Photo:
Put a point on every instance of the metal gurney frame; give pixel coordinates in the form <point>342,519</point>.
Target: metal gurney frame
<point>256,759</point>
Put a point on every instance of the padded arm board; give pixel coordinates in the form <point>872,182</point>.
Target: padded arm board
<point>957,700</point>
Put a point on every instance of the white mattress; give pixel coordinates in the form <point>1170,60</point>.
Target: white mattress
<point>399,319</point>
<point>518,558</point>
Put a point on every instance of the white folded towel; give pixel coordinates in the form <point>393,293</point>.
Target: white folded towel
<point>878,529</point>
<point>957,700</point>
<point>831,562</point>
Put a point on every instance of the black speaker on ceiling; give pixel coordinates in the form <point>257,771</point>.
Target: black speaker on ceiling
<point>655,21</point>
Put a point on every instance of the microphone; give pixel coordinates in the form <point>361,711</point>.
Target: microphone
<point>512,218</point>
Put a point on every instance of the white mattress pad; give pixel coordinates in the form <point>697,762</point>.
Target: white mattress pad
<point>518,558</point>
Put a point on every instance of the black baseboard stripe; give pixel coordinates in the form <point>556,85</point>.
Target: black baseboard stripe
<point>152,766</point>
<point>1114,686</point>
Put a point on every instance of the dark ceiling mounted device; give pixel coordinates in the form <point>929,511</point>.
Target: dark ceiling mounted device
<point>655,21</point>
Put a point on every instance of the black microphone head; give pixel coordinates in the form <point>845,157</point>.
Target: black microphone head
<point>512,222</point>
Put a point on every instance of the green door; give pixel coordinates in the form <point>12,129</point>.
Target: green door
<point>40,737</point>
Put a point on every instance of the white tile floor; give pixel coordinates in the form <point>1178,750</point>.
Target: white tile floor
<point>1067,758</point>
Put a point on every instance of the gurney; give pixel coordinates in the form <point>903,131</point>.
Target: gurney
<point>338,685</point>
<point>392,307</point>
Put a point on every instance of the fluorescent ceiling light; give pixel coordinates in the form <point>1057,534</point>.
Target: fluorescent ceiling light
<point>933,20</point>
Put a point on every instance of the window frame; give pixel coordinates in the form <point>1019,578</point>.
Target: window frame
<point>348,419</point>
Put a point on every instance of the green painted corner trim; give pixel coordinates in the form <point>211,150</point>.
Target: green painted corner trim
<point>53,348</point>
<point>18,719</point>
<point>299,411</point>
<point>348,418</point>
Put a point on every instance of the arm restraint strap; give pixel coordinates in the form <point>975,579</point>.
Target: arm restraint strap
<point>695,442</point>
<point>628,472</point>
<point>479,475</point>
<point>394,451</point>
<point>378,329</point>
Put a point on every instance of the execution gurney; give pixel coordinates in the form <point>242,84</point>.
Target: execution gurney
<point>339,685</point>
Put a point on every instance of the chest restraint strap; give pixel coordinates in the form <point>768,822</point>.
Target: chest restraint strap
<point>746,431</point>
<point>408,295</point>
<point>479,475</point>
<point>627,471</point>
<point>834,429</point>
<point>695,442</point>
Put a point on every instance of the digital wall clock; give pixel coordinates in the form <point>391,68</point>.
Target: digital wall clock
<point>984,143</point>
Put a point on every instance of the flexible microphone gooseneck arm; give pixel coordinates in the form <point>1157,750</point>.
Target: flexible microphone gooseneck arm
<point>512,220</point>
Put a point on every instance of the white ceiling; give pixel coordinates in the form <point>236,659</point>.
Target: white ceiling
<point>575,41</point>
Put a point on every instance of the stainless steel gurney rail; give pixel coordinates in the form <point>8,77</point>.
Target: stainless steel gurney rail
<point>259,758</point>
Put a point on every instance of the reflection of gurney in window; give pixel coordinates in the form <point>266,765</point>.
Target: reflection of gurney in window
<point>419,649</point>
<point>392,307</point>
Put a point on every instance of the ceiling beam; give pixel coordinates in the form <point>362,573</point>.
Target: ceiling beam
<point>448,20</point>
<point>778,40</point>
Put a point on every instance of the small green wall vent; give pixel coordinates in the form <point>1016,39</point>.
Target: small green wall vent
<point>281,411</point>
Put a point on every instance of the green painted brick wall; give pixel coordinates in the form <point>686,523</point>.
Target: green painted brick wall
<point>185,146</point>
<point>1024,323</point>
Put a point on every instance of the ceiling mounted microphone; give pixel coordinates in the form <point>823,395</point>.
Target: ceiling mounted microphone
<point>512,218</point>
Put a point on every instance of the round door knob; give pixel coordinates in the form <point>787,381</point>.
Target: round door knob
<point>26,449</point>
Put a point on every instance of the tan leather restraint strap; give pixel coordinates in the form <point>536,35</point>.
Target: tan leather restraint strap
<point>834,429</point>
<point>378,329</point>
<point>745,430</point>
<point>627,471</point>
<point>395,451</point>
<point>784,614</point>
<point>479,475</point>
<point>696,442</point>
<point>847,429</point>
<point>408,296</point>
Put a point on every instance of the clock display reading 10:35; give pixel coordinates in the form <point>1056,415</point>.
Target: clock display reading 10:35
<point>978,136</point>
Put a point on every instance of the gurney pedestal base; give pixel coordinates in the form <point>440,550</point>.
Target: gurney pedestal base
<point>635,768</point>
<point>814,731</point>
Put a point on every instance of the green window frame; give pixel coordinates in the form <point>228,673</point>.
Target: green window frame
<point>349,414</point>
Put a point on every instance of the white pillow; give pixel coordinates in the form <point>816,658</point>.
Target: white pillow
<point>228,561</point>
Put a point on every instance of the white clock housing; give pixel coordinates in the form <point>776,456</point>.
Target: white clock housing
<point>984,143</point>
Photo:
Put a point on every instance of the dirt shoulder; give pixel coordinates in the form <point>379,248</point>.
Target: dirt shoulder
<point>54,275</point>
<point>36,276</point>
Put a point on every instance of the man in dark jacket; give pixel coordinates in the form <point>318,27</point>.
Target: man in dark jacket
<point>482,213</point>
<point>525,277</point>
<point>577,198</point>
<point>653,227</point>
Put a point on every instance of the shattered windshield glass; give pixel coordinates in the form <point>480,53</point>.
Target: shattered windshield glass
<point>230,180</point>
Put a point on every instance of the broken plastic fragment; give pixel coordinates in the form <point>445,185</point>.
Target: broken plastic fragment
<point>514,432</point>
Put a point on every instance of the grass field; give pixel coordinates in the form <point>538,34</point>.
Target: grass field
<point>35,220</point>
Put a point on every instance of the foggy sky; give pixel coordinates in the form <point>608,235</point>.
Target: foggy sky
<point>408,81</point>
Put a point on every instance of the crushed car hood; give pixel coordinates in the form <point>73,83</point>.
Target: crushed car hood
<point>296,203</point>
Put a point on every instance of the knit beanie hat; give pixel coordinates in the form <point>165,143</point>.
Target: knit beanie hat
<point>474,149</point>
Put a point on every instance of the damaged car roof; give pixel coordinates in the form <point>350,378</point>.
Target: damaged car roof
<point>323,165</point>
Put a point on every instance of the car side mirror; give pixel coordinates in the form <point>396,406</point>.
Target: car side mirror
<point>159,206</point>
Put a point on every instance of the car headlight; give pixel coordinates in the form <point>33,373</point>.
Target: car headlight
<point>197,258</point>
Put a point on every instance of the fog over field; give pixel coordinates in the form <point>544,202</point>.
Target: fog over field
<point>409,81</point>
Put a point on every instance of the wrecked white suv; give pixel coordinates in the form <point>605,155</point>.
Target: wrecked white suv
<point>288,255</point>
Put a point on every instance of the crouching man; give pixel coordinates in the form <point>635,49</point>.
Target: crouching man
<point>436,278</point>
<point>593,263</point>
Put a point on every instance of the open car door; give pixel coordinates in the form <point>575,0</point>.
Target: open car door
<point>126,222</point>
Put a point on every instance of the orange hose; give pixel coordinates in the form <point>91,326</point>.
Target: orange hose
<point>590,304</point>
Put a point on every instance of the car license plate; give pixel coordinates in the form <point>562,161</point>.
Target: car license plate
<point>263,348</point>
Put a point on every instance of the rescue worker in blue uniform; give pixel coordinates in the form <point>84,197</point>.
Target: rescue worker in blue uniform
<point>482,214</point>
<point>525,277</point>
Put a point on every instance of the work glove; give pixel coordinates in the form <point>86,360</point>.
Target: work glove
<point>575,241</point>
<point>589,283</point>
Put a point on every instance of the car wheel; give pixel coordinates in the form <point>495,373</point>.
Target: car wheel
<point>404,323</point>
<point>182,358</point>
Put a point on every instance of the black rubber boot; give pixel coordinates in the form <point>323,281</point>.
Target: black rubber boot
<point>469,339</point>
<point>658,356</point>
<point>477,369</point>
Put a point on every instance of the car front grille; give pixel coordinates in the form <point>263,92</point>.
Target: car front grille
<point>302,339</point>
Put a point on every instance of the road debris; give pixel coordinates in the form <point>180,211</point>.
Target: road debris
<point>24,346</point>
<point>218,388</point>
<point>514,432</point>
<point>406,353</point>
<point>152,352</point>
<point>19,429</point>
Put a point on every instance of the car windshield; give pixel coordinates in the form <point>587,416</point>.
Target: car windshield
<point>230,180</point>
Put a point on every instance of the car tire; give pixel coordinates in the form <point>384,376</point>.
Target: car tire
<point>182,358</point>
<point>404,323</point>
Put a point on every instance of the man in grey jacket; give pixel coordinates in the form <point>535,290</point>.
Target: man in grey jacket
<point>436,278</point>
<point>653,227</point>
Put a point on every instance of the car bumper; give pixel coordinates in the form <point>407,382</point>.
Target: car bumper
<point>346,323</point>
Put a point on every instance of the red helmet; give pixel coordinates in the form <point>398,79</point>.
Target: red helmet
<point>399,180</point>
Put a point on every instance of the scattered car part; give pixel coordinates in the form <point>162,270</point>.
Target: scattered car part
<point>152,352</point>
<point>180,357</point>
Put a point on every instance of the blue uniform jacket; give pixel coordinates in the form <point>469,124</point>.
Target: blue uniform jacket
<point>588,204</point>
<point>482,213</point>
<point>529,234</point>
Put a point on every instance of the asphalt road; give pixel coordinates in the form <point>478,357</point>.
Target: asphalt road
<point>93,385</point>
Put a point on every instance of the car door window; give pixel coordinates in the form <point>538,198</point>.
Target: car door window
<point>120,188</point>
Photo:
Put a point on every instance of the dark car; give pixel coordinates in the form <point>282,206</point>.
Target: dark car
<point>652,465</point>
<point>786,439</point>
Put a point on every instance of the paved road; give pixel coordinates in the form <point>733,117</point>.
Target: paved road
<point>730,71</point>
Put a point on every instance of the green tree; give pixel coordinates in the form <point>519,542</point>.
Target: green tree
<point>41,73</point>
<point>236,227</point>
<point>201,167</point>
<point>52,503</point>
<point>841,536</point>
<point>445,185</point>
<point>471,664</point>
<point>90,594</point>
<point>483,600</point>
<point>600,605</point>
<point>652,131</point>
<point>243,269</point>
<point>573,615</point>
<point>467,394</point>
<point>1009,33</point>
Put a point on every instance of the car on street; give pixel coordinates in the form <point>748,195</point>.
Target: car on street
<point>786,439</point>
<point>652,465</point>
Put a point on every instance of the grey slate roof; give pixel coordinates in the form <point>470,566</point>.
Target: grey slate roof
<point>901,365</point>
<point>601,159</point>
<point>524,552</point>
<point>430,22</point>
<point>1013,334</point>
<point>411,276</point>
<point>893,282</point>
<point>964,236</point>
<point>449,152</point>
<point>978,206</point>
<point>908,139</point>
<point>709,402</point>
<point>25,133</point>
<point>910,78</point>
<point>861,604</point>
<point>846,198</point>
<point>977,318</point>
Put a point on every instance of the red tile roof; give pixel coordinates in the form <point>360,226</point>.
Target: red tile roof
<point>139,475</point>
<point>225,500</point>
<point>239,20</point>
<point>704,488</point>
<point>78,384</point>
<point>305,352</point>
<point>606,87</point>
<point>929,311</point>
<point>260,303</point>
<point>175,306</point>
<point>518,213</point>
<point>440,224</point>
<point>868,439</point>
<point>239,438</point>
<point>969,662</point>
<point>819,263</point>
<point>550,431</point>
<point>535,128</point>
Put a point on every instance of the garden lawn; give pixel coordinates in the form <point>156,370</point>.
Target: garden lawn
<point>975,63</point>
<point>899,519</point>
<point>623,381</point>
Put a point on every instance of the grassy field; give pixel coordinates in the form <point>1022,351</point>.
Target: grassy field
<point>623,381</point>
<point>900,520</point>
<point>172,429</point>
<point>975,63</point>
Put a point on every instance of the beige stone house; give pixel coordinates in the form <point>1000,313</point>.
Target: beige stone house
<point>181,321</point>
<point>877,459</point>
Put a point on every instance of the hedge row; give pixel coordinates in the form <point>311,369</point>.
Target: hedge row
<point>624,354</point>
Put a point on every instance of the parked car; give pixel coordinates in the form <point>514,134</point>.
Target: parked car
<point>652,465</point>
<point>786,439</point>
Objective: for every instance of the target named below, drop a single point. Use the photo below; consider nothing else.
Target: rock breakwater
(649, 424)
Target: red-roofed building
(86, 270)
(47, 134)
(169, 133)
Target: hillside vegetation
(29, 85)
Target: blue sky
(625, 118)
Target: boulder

_ _ _

# Exercise task
Reproduce verbatim the lines of the material from the line containing "Put a point on every instance of the padded" up to and including the line containing "<point>831,562</point>".

# Task result
Put a point on every instance of the padded arm board; give pixel coordinates in the form <point>872,182</point>.
Target: padded arm board
<point>957,700</point>
Put a point on every instance of the white mattress; give pixel coordinates in the form <point>1170,60</point>.
Target: white mattress
<point>399,319</point>
<point>518,558</point>
Put a point on every instance of the white folded towel; give pixel coordinates in the form <point>393,293</point>.
Target: white folded towel
<point>878,529</point>
<point>957,700</point>
<point>831,562</point>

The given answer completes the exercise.